■ **What to do**
The required output is the line containing "In the photo above, where can the groom's dark" through the final line of the material below, printed exactly, with no other lines.

■ **Data for processing**
++++

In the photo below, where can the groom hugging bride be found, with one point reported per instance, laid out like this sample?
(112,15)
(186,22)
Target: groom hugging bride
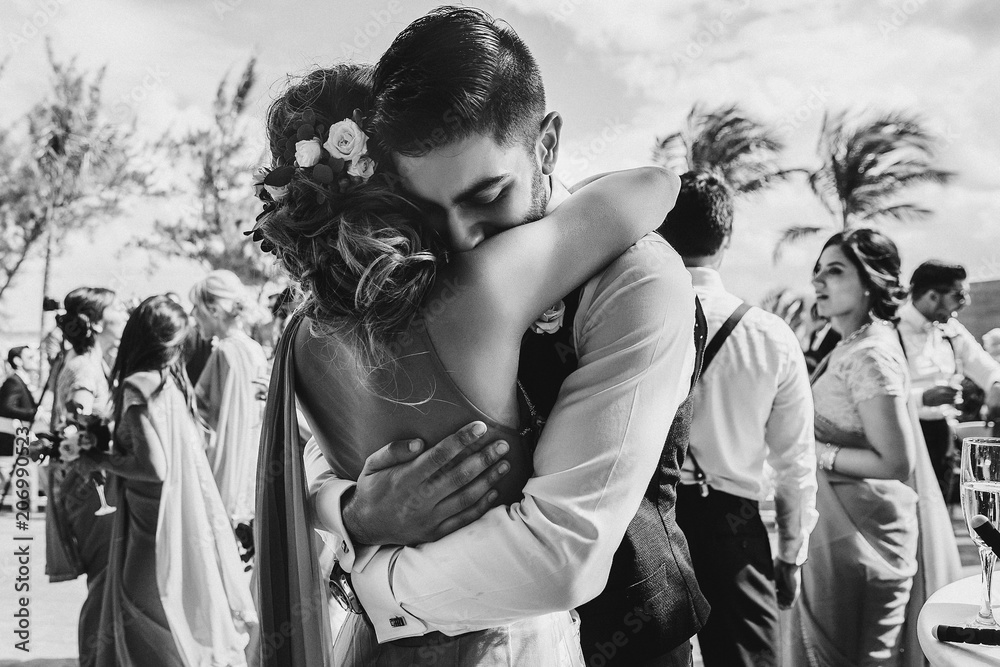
(527,350)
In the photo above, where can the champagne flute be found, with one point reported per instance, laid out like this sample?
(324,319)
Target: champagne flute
(981,495)
(98,478)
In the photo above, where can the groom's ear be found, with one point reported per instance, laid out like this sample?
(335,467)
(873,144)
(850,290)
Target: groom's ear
(547,146)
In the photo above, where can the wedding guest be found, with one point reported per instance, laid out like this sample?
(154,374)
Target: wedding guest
(941,351)
(877,500)
(228,388)
(176,593)
(77,540)
(16,399)
(753,404)
(991,343)
(821,341)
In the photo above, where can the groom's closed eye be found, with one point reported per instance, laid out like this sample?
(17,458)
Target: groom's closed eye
(486,199)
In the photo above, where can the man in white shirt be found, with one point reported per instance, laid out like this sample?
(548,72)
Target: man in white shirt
(603,442)
(753,404)
(941,351)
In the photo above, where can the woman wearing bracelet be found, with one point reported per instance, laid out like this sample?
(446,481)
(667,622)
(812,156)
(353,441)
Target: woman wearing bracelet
(859,585)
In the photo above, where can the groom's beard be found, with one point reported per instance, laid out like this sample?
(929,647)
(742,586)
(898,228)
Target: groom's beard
(538,199)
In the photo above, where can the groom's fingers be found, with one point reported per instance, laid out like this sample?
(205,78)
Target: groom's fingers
(473,501)
(440,457)
(471,479)
(393,454)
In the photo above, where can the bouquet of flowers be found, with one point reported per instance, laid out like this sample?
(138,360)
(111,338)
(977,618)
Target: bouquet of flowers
(80,433)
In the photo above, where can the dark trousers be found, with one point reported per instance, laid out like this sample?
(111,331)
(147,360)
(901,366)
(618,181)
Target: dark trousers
(941,448)
(732,560)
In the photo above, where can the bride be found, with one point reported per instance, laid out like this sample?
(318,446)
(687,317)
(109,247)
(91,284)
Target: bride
(393,339)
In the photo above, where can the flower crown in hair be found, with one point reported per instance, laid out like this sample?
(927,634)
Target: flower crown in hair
(336,165)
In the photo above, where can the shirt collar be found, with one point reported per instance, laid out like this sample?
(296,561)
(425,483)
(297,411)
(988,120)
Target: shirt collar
(914,318)
(705,277)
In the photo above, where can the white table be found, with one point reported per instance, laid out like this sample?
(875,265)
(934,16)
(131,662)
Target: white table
(956,604)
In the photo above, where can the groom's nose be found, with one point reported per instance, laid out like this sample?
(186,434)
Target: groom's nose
(465,231)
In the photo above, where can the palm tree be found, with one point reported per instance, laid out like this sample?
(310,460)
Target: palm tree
(728,142)
(865,166)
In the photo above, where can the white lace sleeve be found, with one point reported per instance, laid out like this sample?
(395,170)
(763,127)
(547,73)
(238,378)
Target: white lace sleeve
(876,371)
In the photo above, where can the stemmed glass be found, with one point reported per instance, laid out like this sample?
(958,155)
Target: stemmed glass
(99,478)
(981,495)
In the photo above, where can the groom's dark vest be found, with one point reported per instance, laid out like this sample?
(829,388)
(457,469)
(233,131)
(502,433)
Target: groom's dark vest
(652,602)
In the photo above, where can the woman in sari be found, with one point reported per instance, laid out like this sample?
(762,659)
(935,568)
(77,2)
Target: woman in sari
(76,539)
(872,561)
(386,345)
(175,594)
(228,388)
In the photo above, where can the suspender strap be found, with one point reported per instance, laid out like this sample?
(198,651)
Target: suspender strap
(722,334)
(711,350)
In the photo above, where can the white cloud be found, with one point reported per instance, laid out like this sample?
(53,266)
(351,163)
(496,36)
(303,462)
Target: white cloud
(621,73)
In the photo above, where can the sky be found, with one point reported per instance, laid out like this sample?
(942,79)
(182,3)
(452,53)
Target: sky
(621,74)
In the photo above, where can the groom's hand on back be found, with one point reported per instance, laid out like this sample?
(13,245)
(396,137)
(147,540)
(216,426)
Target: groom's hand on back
(407,494)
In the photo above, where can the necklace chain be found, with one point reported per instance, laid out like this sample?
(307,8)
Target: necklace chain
(860,330)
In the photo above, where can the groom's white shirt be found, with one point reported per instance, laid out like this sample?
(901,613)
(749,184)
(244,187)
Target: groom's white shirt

++++

■ **Solved exercise**
In the photo above, where can the groom's dark vest be found, with one point reported per instance, laid out like this sample?
(829,388)
(457,469)
(233,131)
(502,433)
Target: groom's dark vest
(652,602)
In the photo above, where can the woman in sari be found, with one point reported per instance, laid out like this sample?
(762,659)
(935,568)
(77,2)
Target: woman in sari
(76,539)
(872,561)
(386,345)
(175,594)
(228,388)
In the photo above, where can the suspender strap be found, with one point reported per instance, laid out like this sample?
(198,651)
Target: suspender strap
(722,334)
(711,350)
In the photo above, where can the white cloud be found, with one point reported per instance, laid out like this sample?
(53,266)
(351,163)
(496,36)
(303,462)
Target: white cloud
(621,73)
In the photo above, where can the sky be found, with one point reported per instance, laid out like this sample?
(942,79)
(182,3)
(452,53)
Target: sky
(621,74)
In the photo above, where can the groom's hand on back be found, with one point reported per instance, laid out like this sample?
(13,245)
(396,137)
(147,540)
(216,426)
Target: groom's hand on back
(407,494)
In the photo above, where can the necklace chain be found, with one point reported per instance, laid out like this sample?
(307,8)
Target: necklace chain
(860,330)
In the photo above, where can the groom's white shirt be found, with one point reported per instance, laid out like this sample?
(901,613)
(749,184)
(244,187)
Target: groom's white shirt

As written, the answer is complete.